— start of EXCERPT PROVIDED —
U.S. v. Kitowski, 83-8479

Citation729 F.2d 1418
Decision Date16 April 1984
Docket NumberNo. 83-8479,83-8479
PartiesUNITED STATES of America, Plaintiff-Appellee, v. Peter KITOWSKI, Defendant-Appellant.
CourtU.S. Court of Appeals — Eleventh Circuit

Steven H. Sadow, Donald F. Samuel, Atlanta, Ga., for defendant-appellant.

Richard H. Dean, Atlanta, Ga., for plaintiff-appellee.

Appeal from the United States District Court for the Northern District of Georgia.

Before HILL, VANCE and ANDERSON, Circuit Judges.

JAMES C. HILL, Circuit Judge:

In this case, we are asked to resolve an issue that a panel of this court previously reserved: what is the appropriate unit of prosecution under 18 U.S.C. Sec. 2312, which prohibits interstate auto theft? See Ward v. United States, 694 F.2d 654, 660 n. 9 (11th Cir.1983). A similar issue is presented under 18 U.S.C. Sec. 2315, which prohibits concealing and disposing of stolen securities. Following the path of other circuit court decisions passing on these issues, we hold that 18 U.S.C. Sec. 2312 allows for the imposition of multiple sentences where an accused is proven to have transported more than one stolen auto across state lines at distinct times. We also hold that 18 U.S.C. Sec. 2315 provides for multiple sentences where an accused is proven to have disposed of stolen securities in different places at distinct times. The district court correctly resolved these issues. However, because appellant committed only one offense by transporting a group of forged securities across state lines in a single trip, he was improperly sentenced for multiple violations of 18 U.S.C. Sec. 2314 and we must remand to the district court for resentencing under that statute.

We review the facts at some length in order to explain the rather difficult legal issues presented. Appellant Kitowski planned to take three cars that had been stolen in Chicago to Georgia in order to acquire new titles. To this end, he enlisted the aid of two other drivers and, with Kitowski driving one of the cars, the three drove south in a convoy. Kitowski also carried a briefcase containing counterfeit Michigan titles, papers that were essential to his plan to secure new titles in Georgia.

Kitowski and his cohorts drove the stolen cars into Atlanta and discussed plans for getting Georgia titles. Kitowski then gave to each of the other drivers a counterfeit Michigan title and instructed each to go to a specified county and acquire a Georgia title and license plate. One driver was sent to Rockdale County, where she obtained Georgia tags. The next day, another went to Covington County and registered the second of the three stolen autos. Finally, Kitowski drove to Henry County and registered the third stolen auto.
— end of EXCERPT PROVIDED —
— start of DATA SHOWN —
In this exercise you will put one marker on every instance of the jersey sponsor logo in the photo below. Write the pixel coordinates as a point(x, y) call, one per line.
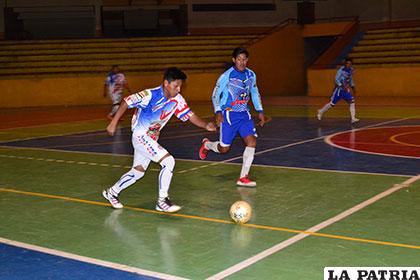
point(164, 114)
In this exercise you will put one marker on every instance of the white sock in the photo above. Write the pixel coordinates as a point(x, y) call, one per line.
point(352, 111)
point(212, 146)
point(125, 181)
point(325, 108)
point(248, 158)
point(165, 175)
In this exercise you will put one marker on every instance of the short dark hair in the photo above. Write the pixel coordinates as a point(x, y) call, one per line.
point(238, 51)
point(173, 73)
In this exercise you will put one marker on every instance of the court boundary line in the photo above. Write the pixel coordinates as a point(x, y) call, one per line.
point(215, 220)
point(210, 163)
point(108, 264)
point(331, 143)
point(319, 138)
point(290, 241)
point(303, 142)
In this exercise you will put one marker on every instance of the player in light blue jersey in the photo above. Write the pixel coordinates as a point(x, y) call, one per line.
point(234, 88)
point(344, 89)
point(154, 107)
point(115, 83)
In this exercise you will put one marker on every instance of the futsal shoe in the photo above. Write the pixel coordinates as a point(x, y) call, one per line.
point(354, 120)
point(319, 115)
point(112, 199)
point(246, 182)
point(166, 205)
point(202, 153)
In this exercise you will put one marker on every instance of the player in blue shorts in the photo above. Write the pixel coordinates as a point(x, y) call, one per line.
point(234, 88)
point(344, 89)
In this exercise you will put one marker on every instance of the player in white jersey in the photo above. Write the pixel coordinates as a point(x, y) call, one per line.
point(115, 83)
point(154, 108)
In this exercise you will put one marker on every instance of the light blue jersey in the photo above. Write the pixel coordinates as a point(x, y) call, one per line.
point(154, 110)
point(234, 89)
point(344, 77)
point(343, 83)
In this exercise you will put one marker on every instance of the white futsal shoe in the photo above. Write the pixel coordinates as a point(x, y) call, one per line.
point(166, 205)
point(112, 199)
point(319, 115)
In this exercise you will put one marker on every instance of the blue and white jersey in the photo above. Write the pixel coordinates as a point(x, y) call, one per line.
point(154, 110)
point(344, 77)
point(115, 83)
point(234, 89)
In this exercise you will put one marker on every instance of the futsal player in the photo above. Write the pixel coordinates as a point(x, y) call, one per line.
point(115, 83)
point(344, 89)
point(233, 90)
point(154, 108)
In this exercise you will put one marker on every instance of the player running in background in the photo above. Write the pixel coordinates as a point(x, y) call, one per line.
point(234, 88)
point(115, 83)
point(344, 89)
point(154, 108)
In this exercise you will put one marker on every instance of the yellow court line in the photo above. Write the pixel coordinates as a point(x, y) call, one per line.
point(341, 237)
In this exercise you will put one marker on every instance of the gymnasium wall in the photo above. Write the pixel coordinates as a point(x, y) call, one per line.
point(88, 90)
point(372, 81)
point(278, 61)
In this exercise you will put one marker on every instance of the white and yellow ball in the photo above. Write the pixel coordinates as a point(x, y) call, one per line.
point(240, 212)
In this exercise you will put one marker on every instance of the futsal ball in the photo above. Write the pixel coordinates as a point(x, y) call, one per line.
point(240, 212)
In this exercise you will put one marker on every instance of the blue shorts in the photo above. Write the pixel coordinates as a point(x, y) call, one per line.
point(340, 93)
point(234, 122)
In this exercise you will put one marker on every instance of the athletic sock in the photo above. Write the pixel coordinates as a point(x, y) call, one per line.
point(325, 108)
point(125, 181)
point(165, 175)
point(212, 146)
point(248, 158)
point(352, 111)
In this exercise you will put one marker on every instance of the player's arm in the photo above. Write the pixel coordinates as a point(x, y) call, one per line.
point(256, 100)
point(112, 126)
point(338, 78)
point(197, 121)
point(352, 85)
point(105, 88)
point(221, 84)
point(127, 87)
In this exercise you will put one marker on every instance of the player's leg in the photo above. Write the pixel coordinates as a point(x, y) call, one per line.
point(140, 164)
point(249, 135)
point(116, 102)
point(334, 99)
point(228, 130)
point(164, 204)
point(353, 112)
point(347, 96)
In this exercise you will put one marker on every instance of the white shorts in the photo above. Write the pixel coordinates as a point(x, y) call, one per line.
point(116, 97)
point(146, 149)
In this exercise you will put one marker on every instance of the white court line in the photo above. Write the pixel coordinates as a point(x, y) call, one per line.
point(90, 260)
point(294, 144)
point(280, 246)
point(210, 163)
point(320, 137)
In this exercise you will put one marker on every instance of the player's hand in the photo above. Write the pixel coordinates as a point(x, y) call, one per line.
point(111, 128)
point(262, 119)
point(211, 127)
point(219, 119)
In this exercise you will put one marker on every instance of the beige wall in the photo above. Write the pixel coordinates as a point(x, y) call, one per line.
point(380, 81)
point(278, 61)
point(88, 90)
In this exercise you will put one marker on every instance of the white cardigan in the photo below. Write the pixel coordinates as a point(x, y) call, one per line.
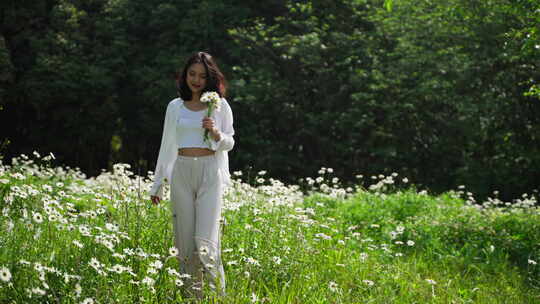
— end of DATA SHOWN —
WRITTEN TASK A
In the Kitowski appeal opinion, update everything from "CourtU.S. Court of" down to "District of Georgia.", putting "Atlanta, Georgia" in place of "Atlanta, Ga.".
WRITTEN TASK B
Take the Kitowski appeal opinion further, continuing from its last sentence.
The lines have no role here.

RESPONSE A
CourtU.S. Court of Appeals — Eleventh Circuit

Steven H. Sadow, Donald F. Samuel, Atlanta, Georgia, for defendant-appellant.

Richard H. Dean, Atlanta, Georgia, for plaintiff-appellee.

Appeal from the United States District Court for the Northern District of Georgia.

RESPONSE B
After completing their business, Kitowski and his fellow conspirators left Georgia headed north. However, the car driven by Kitowski, a red Corvette, overheated in Newton, Iowa, and he was forced to stay overnight while repairs were made. Local police, for reasons we will set forth more fully below, suspected that the Corvette was stolen and arrested Kitowski. After he was returned to Georgia, Kitowski was charged with three counts of interstate transportation of stolen motor vehicles, in violation of 18 U.S.C. Sec. 2312, with three counts of interstate transportation of counterfeit auto titles, in violation of 18 U.S.C. Sec. 2314, with three counts of concealing, storing and disposing of stolen motor vehicles, in violation of 18 U.S.C. Sec. 2313, and with three counts of concealing, storing and disposing of counterfeit titles, in violation of 18 U.S.C. Sec. 2315. The jury found him guilty on all twelve counts, and the district court gave him a forty-five year sentence.

Kitowski appeals and raises two questions: (1) Did the Newton, Iowa, police lawfully arrest him; and (2) Did the district court properly sentence him. We answer the first question in the affirmative, but we agree with both parties that Kitowski was improperly sentenced on the section 2314 counts.

I. THE ARREST

Kitowski initially challenges the lawfulness of his arrest and the subsequent seizure of evidence from the red Corvette by local police officers in Newton, Iowa. He argues that the evidence supporting his arrest and conviction was obtained in violation of the fourth amendment. Alternatively, Kitowski contends that the information known to the officers at the time of the arrest was insufficient to establish probable cause.

When the car Kitowski was driving overheated, he drove into Barney's Service Station and asked a mechanic to make any necessary repairs. The mechanic told Kitowski that the car could not be repaired before morning and suggested to Kitowski that he might get a room for the night. Kitowski agreed, left the car and its keys with the mechanic, and then checked into a local motel.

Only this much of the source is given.